**PROBLEM REQUIREMENTS:**
Extend the commentary on Keir Starmer's questioning of Boris Johnson, picking up after its final sentence.

*** PASSAGE SHOWN ***

It was boring for journalists, but highly effective for Keir Starmer. He and Boris Johnson repeated lines that were tediously familiar to the odd people who follow politics closely. The Labour leader has mentioned Dominic Cummings’s pay rise many times before, but this time he found a new way of doing it.

“Who does the prime minister think deserves a pay rise more: an NHS nurse or Dominic Cummings?” Simple, repetitive, and very uncomfortable for Johnson.

Starmer didn’t ask about the £22bn wasted on NHS Test and Trace, which was the new news this morning – or is it £37bn? Nobody really knows or cares. He was quite right not to mention it. Labour has made some decent mileage out of Conservative cronyism in handing out contracts, but it is all a bit complicated. It may be that test and trace simply cannot work (Labour didn’t say that at the time) or that it could work only if even more numberless billions were spent on it (which Labour did sometimes imply).

Much easier for Starmer to stick to the absolutely safe and simple ground of paying NHS heroes more. You could say it is a sign of weakness for Labour to stick to its home territory, but the whole point of having an issue on which the voters trust the party is that Starmer ought to make use of it. There are local elections coming up, which are of course very little to do with the NHS, but if the party has a good drum it needs to bang it.

*** LISTING ***

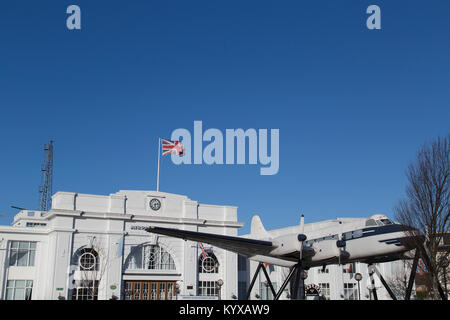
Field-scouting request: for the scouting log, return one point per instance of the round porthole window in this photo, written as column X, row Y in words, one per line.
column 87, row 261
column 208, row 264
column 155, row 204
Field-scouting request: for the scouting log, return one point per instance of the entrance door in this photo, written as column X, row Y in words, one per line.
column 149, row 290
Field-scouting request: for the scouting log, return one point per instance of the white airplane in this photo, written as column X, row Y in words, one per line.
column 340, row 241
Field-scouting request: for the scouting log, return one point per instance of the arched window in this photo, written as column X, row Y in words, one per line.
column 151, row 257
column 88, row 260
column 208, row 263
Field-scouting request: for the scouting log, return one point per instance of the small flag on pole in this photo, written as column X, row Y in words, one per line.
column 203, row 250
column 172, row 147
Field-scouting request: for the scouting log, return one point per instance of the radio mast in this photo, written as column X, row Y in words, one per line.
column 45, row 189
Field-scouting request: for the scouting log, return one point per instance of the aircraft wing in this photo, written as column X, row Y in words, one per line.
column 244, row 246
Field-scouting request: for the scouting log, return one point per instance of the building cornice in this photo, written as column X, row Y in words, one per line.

***
*** LISTING ***

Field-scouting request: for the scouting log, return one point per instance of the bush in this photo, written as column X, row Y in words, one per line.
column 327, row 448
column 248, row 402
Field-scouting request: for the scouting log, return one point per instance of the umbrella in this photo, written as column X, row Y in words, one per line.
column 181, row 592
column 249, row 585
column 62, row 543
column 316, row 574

***

**RESPONSE TO THIS EXERCISE:**
The prime minister squirmed slightly but put up a decent fight. He replied to the Labour leader with a wall of statistics. One of my abiding memories as a political journalist is of Margaret Thatcher reciting the numbers of how many more nurses and doctors there were in the NHS whenever Neil Kinnock accused her of underfunding it, which was often.

Nothing changes while the Conservatives are in government. Labour attacks them for being mean to the NHS; they defend themselves by saying they are spending more on it than ever before. Johnson had learned some of his numbers so well today that he used many of them more than once. There are 10,600 more nurses in the NHS than a year ago, he said, as if this were an answer to why they should have only a 1 per cent pay offer. Is the implication that the country can afford to lose a few by giving them an insulting pay rise and still reach the target of 50,000 more nurses promised in the manifesto? It seemed so, because Johnson also boasted that nursing applications were up by a third.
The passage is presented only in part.